WRITTEN INSTRUCTION 1>
From the Monga passage, set down the portion that runs from "At Qingshui Temple, Mosquito" up to and including "before joining them.".
WRITTEN INSTRUCTION 2>
According to the Monga passage, who composed most of the film's original score?
— start PAGE TEXT —
At Qingshui Temple, Mosquito confronts Monk, which is overheard by a driver loyal to Wim-kian. Wim-kian and his men soon arrive; in the ensuing fight, Monk attacks Wim-kian to save Dragon. A severely wounded Mosquito pursues Monk through the streets and tricks a conflicted Monk into a hug, giving Dragon the chance to kill him from behind. Dragon and A-po drag a delirious Mosquito from the scene, leaving his fate unknown.

In a flashback, the Princes Gang play truant from school. Monk extends a hand to Mosquito to help him over the school walls. Mosquito looks back one last time before joining them.

==Cast==
- Mark Chao as Mosquito
- Ethan Juan as Monk
- Rhydian Vaughan as Dragon
- Frankie Huang as A-po
- Emerson Tsai as Monkey
- Ma Ju-lung as Boss Geta
- Doze Niu as Grey Wolf
- Wang Shih-hsien as Wim-kian
- Ko Chia-yen as Ning
- Chen Han-dian as Dog Boy
- Hsing Feng as Boss Masa
- Lin Hsiu-ling as Chou Ling-wan, Mosquito's mother
- Reen Yu as Xiao Hui
- Bamboo Chen as Geta's assistant

==Production==

===Filming===
Monga is set in mid-1980s in Wanhua (萬華) (in Basay language, Bangka; in Taiwanese Hokkien, Báng-kah, 艋舺) of Lungshan District, Taipei City (臺北市龍山區) for which it is named. The movie was filmed on location and landmarks such as Bangka Qingshui Temple (艋舺清水巖), Bangka Lungshan Temple (艋舺龍山寺), Snake Alley (華西街夜市), Bopiliao Historic Block (剝皮寮) and Ximending (西門町) appear in the film.

===Music===
The majority of the film's original score was composed by Sandee Chan, a Taiwanese singer-songwriter. The theme song of the film is "Making Love Out of Nothing at All" by Nicky Lee (李玖哲). It was originally performed by Air Supply.

==Release==
Monga premiered at the 60th Berlin International Film Festival on 29 January 2010, in the Panorama section.

The film opened in Taiwan on 5 February 2010, and grossed NT$8.31 million (US$260,000) on its opening day and NT$59.32 million (US$1.85 million) on its opening week, ranking above worldwide hit Avatar on the box-office charts.
— end PAGE TEXT —
— start STORED ROWS —
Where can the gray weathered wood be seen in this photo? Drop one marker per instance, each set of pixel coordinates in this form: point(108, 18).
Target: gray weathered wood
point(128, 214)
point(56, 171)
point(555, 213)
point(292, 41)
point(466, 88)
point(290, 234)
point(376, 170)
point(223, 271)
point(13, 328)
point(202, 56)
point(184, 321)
— end STORED ROWS —
WRITTEN RESPONSE 1>
At Qingshui Temple, Mosquito confronts Monk, which is overheard by a driver loyal to Wim-kian. Wim-kian and his men soon arrive; in the ensuing fight, Monk attacks Wim-kian to save Dragon. A severely wounded Mosquito pursues Monk through the streets and tricks a conflicted Monk into a hug, giving Dragon the chance to kill him from behind. Dragon and A-po drag a delirious Mosquito from the scene, leaving his fate unknown.

In a flashback, the Princes Gang play truant from school. Monk extends a hand to Mosquito to help him over the school walls. Mosquito looks back one last time before joining them.

WRITTEN RESPONSE 2>
Sandee Chan, a Taiwanese singer-songwriter.